**What the task requires:** Among the entries that follow, the required portion opens with the line containing "Target: front wheel" and closes with the line containing "the side view". Give that portion again exactly, and nothing else.

**Stored data:**
◆ ◆ ◆ ◆ ◆ ◆ ◆
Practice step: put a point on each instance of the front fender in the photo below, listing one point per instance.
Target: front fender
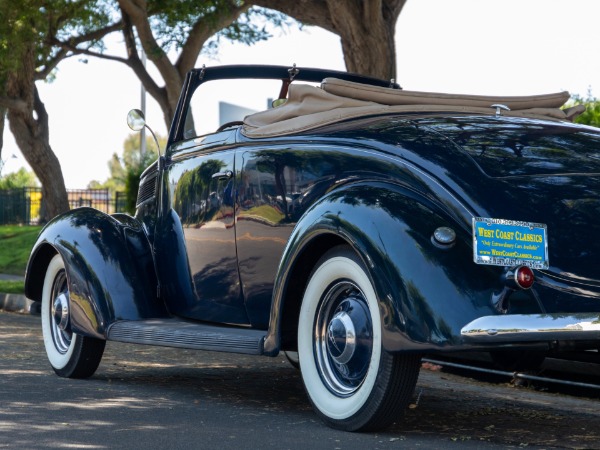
(426, 294)
(109, 265)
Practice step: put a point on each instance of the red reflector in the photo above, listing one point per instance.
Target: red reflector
(524, 277)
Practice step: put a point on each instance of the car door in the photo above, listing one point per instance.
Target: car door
(196, 247)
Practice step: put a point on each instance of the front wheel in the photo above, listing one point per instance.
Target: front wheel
(71, 355)
(352, 382)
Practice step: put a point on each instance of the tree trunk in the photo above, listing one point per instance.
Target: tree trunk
(28, 121)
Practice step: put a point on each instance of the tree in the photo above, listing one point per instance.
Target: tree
(18, 179)
(131, 161)
(185, 26)
(27, 29)
(366, 29)
(591, 116)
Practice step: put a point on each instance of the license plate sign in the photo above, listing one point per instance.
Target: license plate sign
(502, 242)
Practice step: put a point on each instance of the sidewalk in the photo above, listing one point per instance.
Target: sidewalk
(17, 302)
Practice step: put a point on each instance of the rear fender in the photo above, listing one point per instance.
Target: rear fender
(426, 294)
(109, 265)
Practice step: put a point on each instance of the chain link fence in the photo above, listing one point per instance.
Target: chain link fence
(23, 205)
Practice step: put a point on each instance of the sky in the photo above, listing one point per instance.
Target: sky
(508, 47)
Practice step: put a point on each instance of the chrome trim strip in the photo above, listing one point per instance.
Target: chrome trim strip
(533, 327)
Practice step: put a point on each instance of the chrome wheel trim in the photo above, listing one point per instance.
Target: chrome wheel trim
(59, 320)
(332, 405)
(343, 338)
(59, 343)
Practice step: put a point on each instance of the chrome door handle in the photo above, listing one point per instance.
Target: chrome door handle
(220, 175)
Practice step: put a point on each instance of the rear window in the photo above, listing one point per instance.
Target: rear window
(514, 146)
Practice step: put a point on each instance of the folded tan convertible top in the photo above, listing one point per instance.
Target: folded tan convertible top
(309, 107)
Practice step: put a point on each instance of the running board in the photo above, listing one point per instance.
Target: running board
(184, 334)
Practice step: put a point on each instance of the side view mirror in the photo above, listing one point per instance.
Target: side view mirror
(136, 120)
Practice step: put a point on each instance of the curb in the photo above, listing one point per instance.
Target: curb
(18, 303)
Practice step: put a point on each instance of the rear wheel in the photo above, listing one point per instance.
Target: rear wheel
(71, 355)
(352, 382)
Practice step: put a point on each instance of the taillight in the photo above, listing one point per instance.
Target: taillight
(523, 277)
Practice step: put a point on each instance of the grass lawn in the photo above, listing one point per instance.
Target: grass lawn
(15, 245)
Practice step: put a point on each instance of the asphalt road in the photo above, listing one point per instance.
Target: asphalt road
(150, 397)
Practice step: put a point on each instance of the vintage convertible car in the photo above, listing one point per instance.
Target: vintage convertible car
(356, 223)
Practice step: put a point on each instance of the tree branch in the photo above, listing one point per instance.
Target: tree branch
(201, 32)
(15, 104)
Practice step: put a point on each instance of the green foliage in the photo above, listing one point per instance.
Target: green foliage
(132, 184)
(591, 116)
(12, 287)
(37, 24)
(19, 179)
(15, 245)
(173, 20)
(130, 160)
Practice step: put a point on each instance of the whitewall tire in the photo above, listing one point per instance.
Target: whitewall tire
(70, 355)
(351, 381)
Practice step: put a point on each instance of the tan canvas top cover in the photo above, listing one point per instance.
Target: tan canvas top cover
(310, 107)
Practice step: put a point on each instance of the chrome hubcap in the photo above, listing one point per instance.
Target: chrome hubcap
(343, 338)
(59, 314)
(60, 311)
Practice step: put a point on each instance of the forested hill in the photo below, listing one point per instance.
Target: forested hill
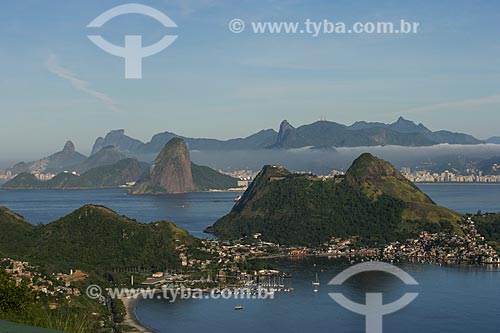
(373, 201)
(94, 239)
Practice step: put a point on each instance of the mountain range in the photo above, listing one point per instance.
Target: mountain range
(173, 172)
(319, 134)
(95, 239)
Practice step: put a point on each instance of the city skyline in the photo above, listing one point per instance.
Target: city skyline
(213, 83)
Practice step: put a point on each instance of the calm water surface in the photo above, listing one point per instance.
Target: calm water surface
(450, 299)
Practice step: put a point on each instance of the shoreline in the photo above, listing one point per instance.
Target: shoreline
(131, 318)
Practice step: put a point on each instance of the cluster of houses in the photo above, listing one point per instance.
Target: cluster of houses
(57, 285)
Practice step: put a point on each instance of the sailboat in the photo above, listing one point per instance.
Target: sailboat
(316, 282)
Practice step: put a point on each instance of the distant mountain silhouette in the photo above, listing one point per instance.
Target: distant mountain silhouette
(322, 134)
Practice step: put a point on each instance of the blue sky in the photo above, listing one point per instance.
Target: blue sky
(57, 85)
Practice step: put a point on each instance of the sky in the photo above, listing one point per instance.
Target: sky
(57, 85)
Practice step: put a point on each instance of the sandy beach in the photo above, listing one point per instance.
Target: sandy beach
(131, 318)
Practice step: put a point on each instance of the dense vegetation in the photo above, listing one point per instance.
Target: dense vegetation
(108, 176)
(374, 202)
(18, 303)
(206, 178)
(93, 239)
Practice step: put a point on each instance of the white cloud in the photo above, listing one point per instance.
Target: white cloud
(82, 85)
(471, 102)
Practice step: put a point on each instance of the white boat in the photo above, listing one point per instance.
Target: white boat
(316, 282)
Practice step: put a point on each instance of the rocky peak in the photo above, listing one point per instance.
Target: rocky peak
(171, 172)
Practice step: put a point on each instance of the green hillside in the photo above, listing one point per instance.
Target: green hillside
(206, 178)
(107, 176)
(373, 202)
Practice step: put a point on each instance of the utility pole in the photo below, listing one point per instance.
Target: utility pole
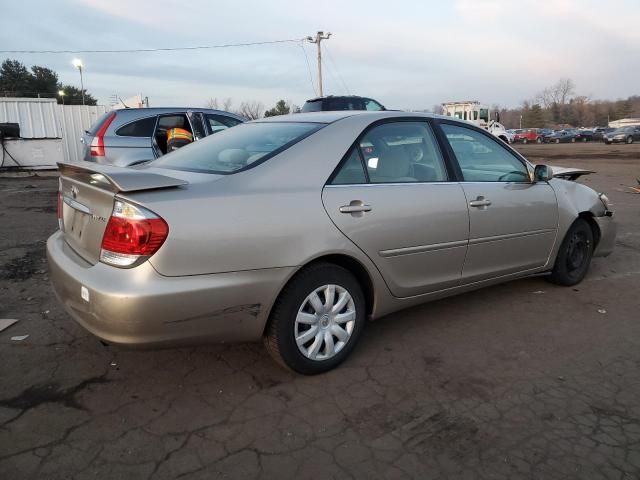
(317, 39)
◆ ◆ ◆ ◆ ◆ ◆ ◆
**Output for this task:**
Target: front wheel
(71, 355)
(352, 382)
Practice step: put a point on each instance of the tree trunk in the photo above, listing one point per instance.
Target: tree trunk
(28, 121)
Practice step: put a point on each instance of the tree in the photo above, listing one point per instance.
Target: tree
(18, 179)
(131, 161)
(185, 26)
(27, 29)
(366, 29)
(591, 116)
Practice step: put a point on each instance of the license plate sign in the photo above, listing one point per instance.
Target: license plate sign
(502, 242)
Practice step: put a point on each instance of the sidewalk in the photo above, listing one point per instance.
Target: sidewalk
(17, 302)
Practice step: put a point on each instance of the rear fender in the photo above, listing one point per instance.
Target: rear fender
(426, 294)
(109, 265)
Practice step: put a point on each instance of the chain link fence in the photo above, listing one point per instance.
Target: chain link fence
(23, 205)
Practice step: put a point on each instance of the sky in the photo above, listing one point per instance.
Target: sky
(508, 47)
Practice step: put a point on each instance of the chrome trim strip in the photo above, listing one point per instance.
Target: chrome trim strip
(533, 327)
Practice step: put a point on each instance of the chrome wheel trim in the photo above, listing one point per instance.
Target: chrome wheel trim
(59, 320)
(332, 405)
(343, 338)
(59, 343)
Practice step: put a point on each instance of the chrome door handle in the photo above, listing one point per instance.
Target: chrome door handle
(220, 175)
Practice step: put a point on each instance of the rear window in the photo above, listing one point per instance.
Target: rear window
(514, 146)
Practice step: put a point on each instance of the folded tan convertible top in the photo above, listing one point per instance.
Target: folded tan convertible top
(309, 107)
Practice step: put a point on each instance of the running board in the photo above, listing one point per instance.
Target: running board
(184, 334)
Practice step: put a point on each instance of the side view mirror in the photo above, listing one point per instance.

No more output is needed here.